## Aim
Return the line containing "wooden staircase, one" and all lines after it exactly; stop at the end of the material.

## Material supplied

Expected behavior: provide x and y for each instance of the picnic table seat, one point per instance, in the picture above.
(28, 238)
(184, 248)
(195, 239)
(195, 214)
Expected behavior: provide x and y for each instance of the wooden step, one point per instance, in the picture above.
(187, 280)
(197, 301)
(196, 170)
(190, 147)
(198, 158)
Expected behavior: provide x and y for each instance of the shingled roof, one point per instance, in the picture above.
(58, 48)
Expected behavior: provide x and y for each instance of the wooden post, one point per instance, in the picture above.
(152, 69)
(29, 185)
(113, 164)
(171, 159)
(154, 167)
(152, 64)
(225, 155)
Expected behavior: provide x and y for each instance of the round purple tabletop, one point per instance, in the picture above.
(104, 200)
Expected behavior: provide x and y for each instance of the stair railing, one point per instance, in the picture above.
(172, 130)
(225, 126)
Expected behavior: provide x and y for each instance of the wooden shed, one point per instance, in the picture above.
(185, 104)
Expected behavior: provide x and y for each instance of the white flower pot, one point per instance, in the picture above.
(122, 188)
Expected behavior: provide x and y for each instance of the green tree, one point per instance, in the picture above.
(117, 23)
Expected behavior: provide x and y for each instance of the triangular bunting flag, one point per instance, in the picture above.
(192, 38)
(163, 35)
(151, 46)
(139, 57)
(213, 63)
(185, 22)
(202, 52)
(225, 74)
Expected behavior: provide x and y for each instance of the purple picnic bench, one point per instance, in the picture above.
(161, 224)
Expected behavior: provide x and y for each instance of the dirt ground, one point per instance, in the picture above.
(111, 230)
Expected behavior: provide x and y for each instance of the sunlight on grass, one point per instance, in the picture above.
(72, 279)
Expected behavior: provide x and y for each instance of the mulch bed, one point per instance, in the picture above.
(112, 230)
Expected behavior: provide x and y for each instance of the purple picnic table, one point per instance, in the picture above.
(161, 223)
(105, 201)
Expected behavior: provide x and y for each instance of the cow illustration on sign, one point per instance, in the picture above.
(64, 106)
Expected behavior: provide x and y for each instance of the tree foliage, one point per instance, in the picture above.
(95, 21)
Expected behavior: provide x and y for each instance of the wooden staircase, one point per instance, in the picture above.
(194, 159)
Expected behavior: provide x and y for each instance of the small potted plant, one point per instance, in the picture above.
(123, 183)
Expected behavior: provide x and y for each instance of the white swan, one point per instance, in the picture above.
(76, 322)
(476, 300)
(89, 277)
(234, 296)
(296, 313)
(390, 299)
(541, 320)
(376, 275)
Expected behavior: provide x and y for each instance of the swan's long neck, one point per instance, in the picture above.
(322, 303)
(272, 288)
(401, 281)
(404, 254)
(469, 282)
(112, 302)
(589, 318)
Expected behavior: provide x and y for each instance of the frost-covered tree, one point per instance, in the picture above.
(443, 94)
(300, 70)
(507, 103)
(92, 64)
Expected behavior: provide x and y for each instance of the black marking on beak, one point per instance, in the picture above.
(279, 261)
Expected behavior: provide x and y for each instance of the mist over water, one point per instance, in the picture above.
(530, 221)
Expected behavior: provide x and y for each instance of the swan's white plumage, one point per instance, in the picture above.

## Response for this exercise
Expected behavior: provide x and y for each instance of the wooden staircase, one point per instance, in the picture above.
(194, 159)
Expected behavior: provide x and y for each instance of the small potted plant, one point per instance, in the picture above.
(123, 183)
Expected behavior: provide x and y for each instance of the white swan, one point per instance, in the picture above.
(76, 322)
(476, 300)
(89, 277)
(234, 296)
(296, 313)
(390, 299)
(541, 320)
(376, 275)
Expected behavior: provide x and y for each instance of the swan's long neck, one point per instance, in the picture above.
(322, 303)
(272, 288)
(401, 281)
(404, 254)
(469, 282)
(112, 302)
(589, 318)
Expected behavior: provide x and y for each instance of the frost-covered tree, one point per instance, in the picture above.
(443, 94)
(300, 70)
(507, 103)
(92, 64)
Expected behavior: provide x and y for each instance of the black marking on beak, one point per instance, in the picture above.
(279, 261)
Expected behavior: provide x and y for each instance of the mist over water, one point per instance, in the picture above.
(530, 221)
Expected behavior: provide x and y for each instance of the swan's white plumage, one point per instance, in the picture above.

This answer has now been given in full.